[Opening Source material section]

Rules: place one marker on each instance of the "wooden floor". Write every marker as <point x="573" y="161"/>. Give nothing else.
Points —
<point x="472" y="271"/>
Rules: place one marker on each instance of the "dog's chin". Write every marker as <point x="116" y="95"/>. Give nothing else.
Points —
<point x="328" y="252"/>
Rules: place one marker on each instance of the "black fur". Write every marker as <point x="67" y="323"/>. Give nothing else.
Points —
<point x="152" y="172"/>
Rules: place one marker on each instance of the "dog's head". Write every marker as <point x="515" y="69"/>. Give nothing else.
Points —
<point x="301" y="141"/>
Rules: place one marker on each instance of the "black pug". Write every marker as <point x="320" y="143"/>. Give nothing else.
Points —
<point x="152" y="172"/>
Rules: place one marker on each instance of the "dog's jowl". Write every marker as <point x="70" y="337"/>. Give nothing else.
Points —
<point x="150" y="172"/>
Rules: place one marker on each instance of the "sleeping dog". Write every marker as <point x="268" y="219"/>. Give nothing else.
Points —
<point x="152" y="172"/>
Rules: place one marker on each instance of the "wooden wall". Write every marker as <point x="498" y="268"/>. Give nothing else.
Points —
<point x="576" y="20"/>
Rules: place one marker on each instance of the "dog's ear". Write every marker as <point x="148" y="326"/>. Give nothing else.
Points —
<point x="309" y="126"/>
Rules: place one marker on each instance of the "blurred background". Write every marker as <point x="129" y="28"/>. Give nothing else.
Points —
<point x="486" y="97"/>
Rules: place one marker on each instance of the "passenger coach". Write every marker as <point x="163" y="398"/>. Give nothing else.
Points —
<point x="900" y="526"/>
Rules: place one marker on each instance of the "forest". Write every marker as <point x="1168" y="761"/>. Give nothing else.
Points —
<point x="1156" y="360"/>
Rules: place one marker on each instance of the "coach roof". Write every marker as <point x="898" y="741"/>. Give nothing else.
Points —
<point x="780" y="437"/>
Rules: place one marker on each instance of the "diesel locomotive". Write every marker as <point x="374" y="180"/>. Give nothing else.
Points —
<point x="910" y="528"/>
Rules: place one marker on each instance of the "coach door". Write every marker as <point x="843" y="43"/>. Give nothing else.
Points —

[Closing Source material section]

§ Assignment
Look for the word "black" in the data, then return every line that contains it.

§ Result of the exercise
Rules: place one marker on each instance of the "black fur". Write every marker as <point x="67" y="323"/>. Give nothing else.
Rules: place one marker on each instance of the "black pug". Write every marker as <point x="320" y="143"/>. Give nothing else.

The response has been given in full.